There is a place in the East that was selling them a year or so ago....I may be able to look it up for you. However you should know you probably cant get them this year, they are very temperature sensitive. Also: they stink, you need to feed them year round, you need to build a special container to keep them in, keep them at the right temp....and so on. They are a huge pain in the butt to keep. If you dont want to simmer, which I cant blame you - try maceration. Way cheaper to get into, does a arguably better job and is fairly idiot proof. My $0.02.
 
If you have mounts and hides that you like you will eventually lose them if you keep a Dermestid colony. They are voracious and get in under the areas of the mounts you can't see and begin their work. Maceration (soaking the skull in water till everything rots off) is cleaner, safer and does a better job is best done on an acreage where you can get away from the smell.

I put my skulls in a barrel of water and let them sit all winter and into late spring. Throwing some dead grass and stuff in helps speed up the bacteria working. If I have bear skulls or skulls that I want to save the teeth on, I bag them separately in big ziplocs full of water so that the teeth will stay in the bag. Once you tip the barrel over the meat is gone or easil sprays away with a hose. Let them dry outside for few days and then you have to degrease the skulls by placing in a tub of detergent and ammonia for a week or so (this also gets rid of most of the smell.). Then you can dry and bleach them.
 
How do you get the smell of rotten flesh off the bones?:wave:

I have used a wire wheel mounted on drill to clean off Moose skulls before and it works. It will peel off that leathery type skin that clings to the bone.

The problem with beetles is you have to keep feeding them....so if you don't have a steady supply of skulls they will perish???
 
I've had them, they work great, clean a bear skull in a day, no stains etc. You can get them here in Canada, you have to order them from Wards science.

EXERCISE
In the text on cleaning skulls, rewrite the paragraph beginning "I put my skulls in a barrel of water" as a short list of steps, keeping its main facts.

SUPPLIED DATA
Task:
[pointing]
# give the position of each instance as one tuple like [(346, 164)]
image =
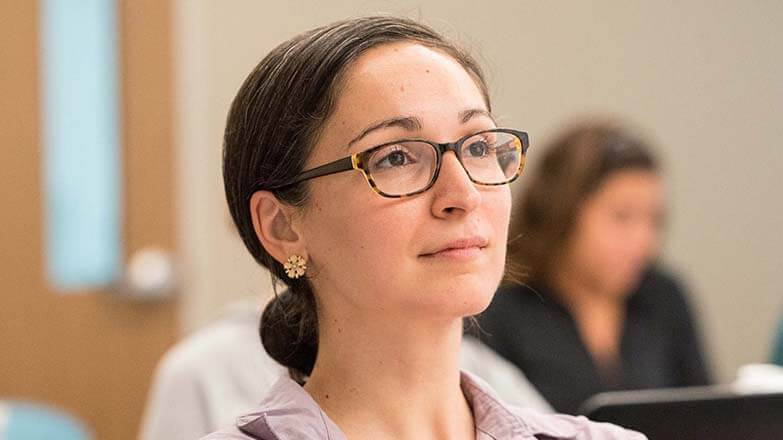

THE COMPLETED TASK
- Put the skulls in a barrel of water and leave them all winter and into late spring. Adding dead grass and similar material speeds up the bacteria.
- Bag bear skulls, or any skulls whose teeth should be saved, separately in big ziplocs full of water so the teeth stay in the bag.
- Tip the barrel over. The meat will be gone or will spray away easily with a hose.
- Let the skulls dry outside for a few days.
- Degrease them in a tub of detergent and ammonia for about a week. This also removes most of the smell.
- Dry and bleach the skulls.